Omit all images. Transcribe the rest of the material below exactly.

#### Given records:
____________

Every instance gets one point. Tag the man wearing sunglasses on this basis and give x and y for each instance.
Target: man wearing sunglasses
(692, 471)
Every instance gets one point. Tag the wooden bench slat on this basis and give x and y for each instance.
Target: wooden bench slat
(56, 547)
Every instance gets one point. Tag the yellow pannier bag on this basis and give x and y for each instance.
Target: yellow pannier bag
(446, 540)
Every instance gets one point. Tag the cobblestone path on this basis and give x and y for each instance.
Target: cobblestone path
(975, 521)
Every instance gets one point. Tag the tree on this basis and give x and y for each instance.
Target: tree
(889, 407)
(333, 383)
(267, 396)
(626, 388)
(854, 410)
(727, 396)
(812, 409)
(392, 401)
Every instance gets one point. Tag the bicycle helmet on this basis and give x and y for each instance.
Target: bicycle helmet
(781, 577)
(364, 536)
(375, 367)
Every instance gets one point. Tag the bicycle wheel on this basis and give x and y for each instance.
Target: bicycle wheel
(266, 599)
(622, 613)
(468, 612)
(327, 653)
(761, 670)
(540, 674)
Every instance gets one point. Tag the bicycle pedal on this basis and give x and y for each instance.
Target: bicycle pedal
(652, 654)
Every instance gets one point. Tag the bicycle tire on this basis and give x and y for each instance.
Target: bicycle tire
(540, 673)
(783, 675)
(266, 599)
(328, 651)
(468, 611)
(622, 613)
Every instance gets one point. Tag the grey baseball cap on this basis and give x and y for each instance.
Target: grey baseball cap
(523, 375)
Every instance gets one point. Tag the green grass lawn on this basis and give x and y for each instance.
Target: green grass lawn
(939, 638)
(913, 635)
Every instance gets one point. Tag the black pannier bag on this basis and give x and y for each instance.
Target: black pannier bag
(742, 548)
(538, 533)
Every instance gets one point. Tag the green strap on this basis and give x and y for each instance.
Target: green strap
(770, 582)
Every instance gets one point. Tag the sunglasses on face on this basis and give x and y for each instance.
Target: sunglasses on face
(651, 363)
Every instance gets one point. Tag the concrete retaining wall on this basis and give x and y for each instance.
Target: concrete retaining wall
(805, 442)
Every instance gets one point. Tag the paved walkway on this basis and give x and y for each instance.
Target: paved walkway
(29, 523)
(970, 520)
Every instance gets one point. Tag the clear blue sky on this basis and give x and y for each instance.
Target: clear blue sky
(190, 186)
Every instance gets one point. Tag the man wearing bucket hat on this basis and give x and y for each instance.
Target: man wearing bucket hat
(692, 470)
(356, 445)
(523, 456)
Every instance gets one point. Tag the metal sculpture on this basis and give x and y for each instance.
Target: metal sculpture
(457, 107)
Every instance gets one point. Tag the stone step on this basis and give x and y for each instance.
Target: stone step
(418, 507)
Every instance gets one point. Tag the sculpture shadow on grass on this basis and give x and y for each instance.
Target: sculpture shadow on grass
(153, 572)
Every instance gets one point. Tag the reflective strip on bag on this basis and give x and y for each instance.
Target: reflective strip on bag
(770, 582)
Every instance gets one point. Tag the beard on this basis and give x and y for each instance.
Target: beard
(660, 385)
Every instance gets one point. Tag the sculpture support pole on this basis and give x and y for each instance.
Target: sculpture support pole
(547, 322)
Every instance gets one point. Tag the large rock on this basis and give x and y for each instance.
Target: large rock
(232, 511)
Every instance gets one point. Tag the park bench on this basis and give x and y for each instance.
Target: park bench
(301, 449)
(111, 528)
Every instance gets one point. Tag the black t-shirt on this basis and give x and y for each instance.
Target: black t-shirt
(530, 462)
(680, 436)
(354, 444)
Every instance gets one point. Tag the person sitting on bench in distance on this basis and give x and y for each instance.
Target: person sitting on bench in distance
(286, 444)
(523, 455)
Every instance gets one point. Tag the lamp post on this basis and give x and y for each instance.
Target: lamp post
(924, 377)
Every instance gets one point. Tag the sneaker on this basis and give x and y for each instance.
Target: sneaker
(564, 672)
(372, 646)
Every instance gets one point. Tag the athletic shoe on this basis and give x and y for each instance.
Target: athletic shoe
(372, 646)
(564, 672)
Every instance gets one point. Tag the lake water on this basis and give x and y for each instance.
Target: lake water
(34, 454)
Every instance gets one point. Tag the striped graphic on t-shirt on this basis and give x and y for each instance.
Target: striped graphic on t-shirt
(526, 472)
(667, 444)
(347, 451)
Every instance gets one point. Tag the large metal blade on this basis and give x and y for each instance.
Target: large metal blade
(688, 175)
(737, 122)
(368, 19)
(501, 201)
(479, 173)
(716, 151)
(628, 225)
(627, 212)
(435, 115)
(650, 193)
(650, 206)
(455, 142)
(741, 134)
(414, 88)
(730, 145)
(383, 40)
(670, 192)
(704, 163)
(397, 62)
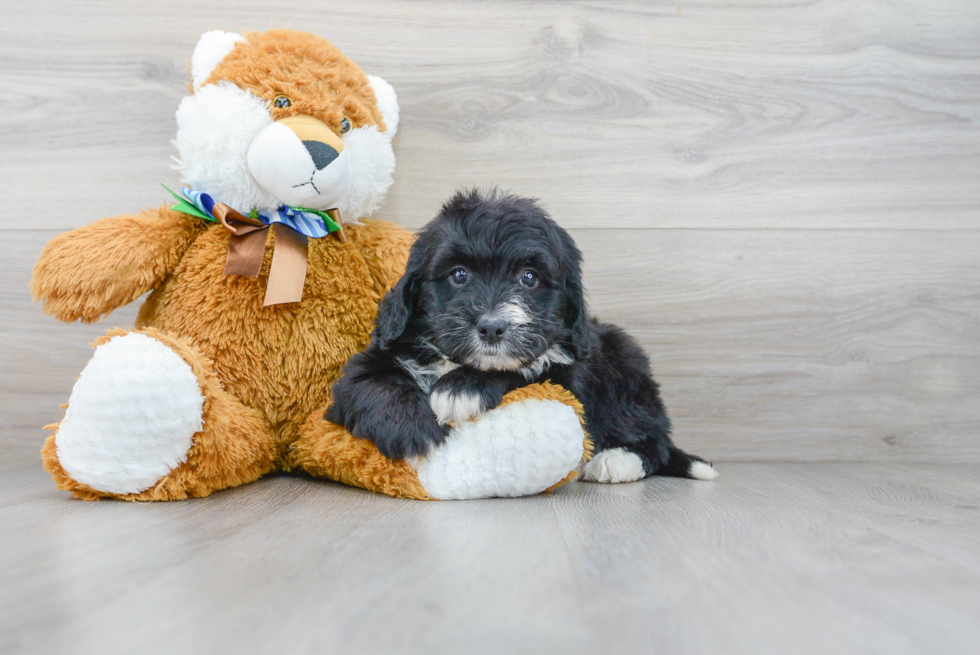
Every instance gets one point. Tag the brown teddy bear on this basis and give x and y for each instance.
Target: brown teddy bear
(264, 280)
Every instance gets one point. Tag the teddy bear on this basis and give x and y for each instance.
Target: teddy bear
(264, 279)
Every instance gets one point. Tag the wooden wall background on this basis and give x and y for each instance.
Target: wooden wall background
(780, 199)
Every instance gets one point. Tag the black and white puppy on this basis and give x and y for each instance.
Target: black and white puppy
(492, 300)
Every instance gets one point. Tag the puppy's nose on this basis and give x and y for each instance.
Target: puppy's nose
(321, 153)
(491, 329)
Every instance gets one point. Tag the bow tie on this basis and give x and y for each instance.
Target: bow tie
(246, 247)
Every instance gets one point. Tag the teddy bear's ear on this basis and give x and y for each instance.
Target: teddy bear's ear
(209, 52)
(387, 103)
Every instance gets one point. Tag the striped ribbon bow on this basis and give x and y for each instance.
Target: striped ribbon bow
(246, 247)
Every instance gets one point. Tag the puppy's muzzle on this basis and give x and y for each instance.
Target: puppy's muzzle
(491, 329)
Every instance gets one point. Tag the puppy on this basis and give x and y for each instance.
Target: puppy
(492, 300)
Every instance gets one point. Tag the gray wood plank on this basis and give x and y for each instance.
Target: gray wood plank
(636, 114)
(769, 345)
(770, 558)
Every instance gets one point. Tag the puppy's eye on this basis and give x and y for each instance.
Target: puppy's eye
(458, 277)
(529, 279)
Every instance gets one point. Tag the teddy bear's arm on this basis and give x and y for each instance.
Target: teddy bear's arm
(84, 274)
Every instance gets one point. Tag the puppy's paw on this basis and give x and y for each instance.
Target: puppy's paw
(455, 407)
(612, 466)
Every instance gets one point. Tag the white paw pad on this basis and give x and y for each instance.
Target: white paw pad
(702, 471)
(454, 408)
(515, 450)
(613, 465)
(131, 417)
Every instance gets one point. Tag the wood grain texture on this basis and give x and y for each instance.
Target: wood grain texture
(770, 558)
(778, 199)
(769, 345)
(759, 114)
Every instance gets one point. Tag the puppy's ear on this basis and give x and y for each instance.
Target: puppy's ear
(399, 303)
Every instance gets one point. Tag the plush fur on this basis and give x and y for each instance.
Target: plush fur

____________

#### Correct response:
Every instance gets one point. Tag the man wearing sunglasses on this basis and give x and y for each instance.
Target: man wearing sunglasses
(692, 471)
Every instance gets one point. Tag the wooden bench slat on this basis and give x and y for each instance.
Target: wooden bench slat
(56, 547)
Every instance gets one point. Tag the yellow pannier bag on this basis and give x and y for each instance.
Target: yellow pannier bag
(446, 540)
Every instance gets one point. Tag the cobblestone path on this basis and give x and y for each instance.
Target: cobblestone path
(975, 521)
Every instance gets one point. Tag the tree on this basis and give x and y for each instance.
Target: tree
(889, 407)
(333, 383)
(267, 396)
(626, 388)
(854, 410)
(727, 396)
(812, 409)
(392, 401)
Every instance gets one point. Tag the bicycle helmet on this basis and give x and y for each instance.
Target: bicycle helmet
(781, 577)
(364, 536)
(375, 367)
Every instance gets one point. Tag the bicycle wheel on this basis and give x and y for each instance.
Target: bicycle wheel
(266, 599)
(622, 613)
(468, 612)
(327, 653)
(761, 670)
(540, 674)
Every instance gets one point. Tag the bicycle pedal on this basis and give x and y for each instance.
Target: bicycle pedal
(652, 654)
Every instance gets one point. Tag the bicycle tire on this basis and give x and y for each instance.
Target: bicycle tire
(540, 673)
(783, 675)
(266, 599)
(328, 651)
(468, 611)
(622, 613)
Every instance gets one point. Tag the grey baseball cap on this basis and give x and y for each instance.
Target: grey baseball cap
(523, 375)
Every instance gets one point. Tag the green grass lawn on this basis and give x and y for each instance.
Target: green grass lawn
(939, 638)
(913, 635)
Every instance gets one point. Tag the black pannier bag on this basis and give x and y for each instance.
Target: black pannier bag
(742, 548)
(538, 533)
Every instance gets one point. Tag the green strap on this basis and give x and y for each instance.
Target: green strap
(770, 582)
Every instance gets one point. Tag the sunglasses on face on this basis and give x and y for each instance.
Target: sunglasses on face
(651, 363)
Every instance gets one point. Tag the concrete retaining wall on this basis and give x and y for each instance.
Target: concrete retaining wall
(805, 442)
Every instance gets one point. Tag the paved walkway on this basis and give x and y for each instance.
Target: paved walkway
(29, 523)
(970, 520)
Every instance gets one point. Tag the clear blue sky on this basis and give x and y for each instance.
Target: clear blue sky
(190, 186)
Every instance gets one point. Tag the man wearing bucket hat on this basis and give x and y for each instance.
Target: man wearing bucket hat
(692, 470)
(356, 445)
(523, 456)
Every instance gets one point. Tag the metal sculpture on this basis and give x and y for each instance.
Target: metal sculpture
(457, 107)
Every instance gets one point. Tag the stone step on this basis and give x and y for each instance.
Target: stone step
(418, 507)
Every instance gets one point. Tag the sculpture shadow on grass on this basis and give x and y for each instance.
Target: sculpture shadow on grass
(153, 572)
Every instance gets one point. Tag the reflective strip on bag on this basis and give x and y for each instance.
Target: reflective strip on bag
(770, 582)
Every instance gets one point. Tag the beard on this basis and give x and y for each instance.
Target: beard
(660, 385)
Every instance gets one point. Tag the sculpture support pole on this basis and give x and y for each instance.
Target: sculpture support pole
(547, 322)
Every instance gets one point. Tag the large rock on this basis and give x and y for each instance.
Target: large rock
(232, 511)
Every instance gets one point. Tag the park bench on this basis and give x and y for each instance.
Target: park bench
(301, 449)
(111, 528)
Every instance gets one point. Tag the black t-shirt on this basis and give x and y for each instance.
Target: black t-shirt
(530, 462)
(680, 436)
(354, 444)
Every instance gets one point. Tag the person sitting on bench in distance on this basis and give x and y for each instance.
Target: person sitting on bench in distance
(286, 444)
(523, 455)
Every instance gets one point. Tag the lamp post on this basis and give x and y for each instance.
Target: lamp post
(924, 377)
Every instance gets one point. Tag the sneaker on this basis and give x and y for each instance.
Target: sneaker
(564, 672)
(372, 646)
Every instance gets one point. Tag the athletic shoe on this basis and give x and y for each instance.
Target: athletic shoe
(372, 646)
(564, 672)
Every instance gets one point. Tag the lake water on this basis and give x and y for each instance.
Target: lake water
(34, 454)
Every instance gets one point. Tag the striped graphic on t-shirt on this basis and give x and y for each instance.
Target: striped graphic on t-shirt
(526, 472)
(667, 444)
(347, 451)
Every instance gets one point. Tag the large metal blade on this basis and give x and y for each instance.
Target: large metal blade
(688, 175)
(737, 122)
(368, 19)
(501, 201)
(479, 173)
(716, 151)
(628, 225)
(627, 212)
(435, 115)
(650, 193)
(650, 206)
(455, 142)
(741, 134)
(414, 88)
(730, 145)
(383, 40)
(670, 192)
(704, 163)
(397, 62)
Every instance gets one point. Tag the brown teddy bear on this basis and give x and y for each instance.
Target: brown teddy bear
(264, 280)
Every instance gets one point. Tag the teddy bear on this basis and give x and y for each instance.
Target: teddy bear
(264, 279)
Every instance gets one point. Tag the wooden wall background on this basis and give x and y for each instance.
Target: wooden wall background
(780, 199)
Every instance gets one point. Tag the black and white puppy on this basis and give x and y for each instance.
Target: black and white puppy
(492, 300)
Every instance gets one point. Tag the puppy's nose on this basis and give x and y for each instance.
Target: puppy's nose
(321, 153)
(491, 329)
Every instance gets one point. Tag the bow tie on this basis and give x and y for each instance.
Target: bow tie
(246, 247)
Every instance gets one point. Tag the teddy bear's ear on this basis and give x and y for each instance.
Target: teddy bear's ear
(209, 52)
(387, 103)
Every instance gets one point. Tag the striped ribbon bow on this basis and give x and y for each instance.
Target: striped ribbon bow
(246, 247)
Every instance gets one point. Tag the puppy's muzzle on this basis and give x and y for each instance.
Target: puppy's muzzle
(491, 329)
Every instance gets one point. Tag the puppy on this basis and give x and y for each instance.
Target: puppy
(492, 300)
Every instance gets one point. Tag the gray wood plank on this basis and give x and y for each instance.
Target: gray wood plank
(636, 114)
(769, 345)
(770, 558)
Every instance gets one point. Tag the puppy's eye on this basis and give x and y for each instance.
Target: puppy's eye
(458, 277)
(529, 279)
Every instance gets one point. Tag the teddy bear's arm on this basis and give x and y for each instance.
Target: teddy bear's arm
(84, 274)
Every instance gets one point. Tag the puppy's paw on this basis and give x and y for each instance.
Target: puppy's paw
(455, 407)
(612, 466)
Every instance gets one point. Tag the white paw pad on this basis and give x and y for each instance.
Target: white paw pad
(702, 471)
(454, 408)
(515, 450)
(613, 465)
(131, 417)
Every instance gets one point. Tag the wood grain texture on this basis and give x and y for each instance.
Target: wood grain texture
(770, 558)
(778, 199)
(769, 345)
(759, 114)
Every instance gets one point. Tag the puppy's ear on this basis and give x and y for each instance.
Target: puppy's ear
(399, 303)
Every instance gets one point. Tag the plush fur on this basis and give x and y for each instance.
Target: plush fur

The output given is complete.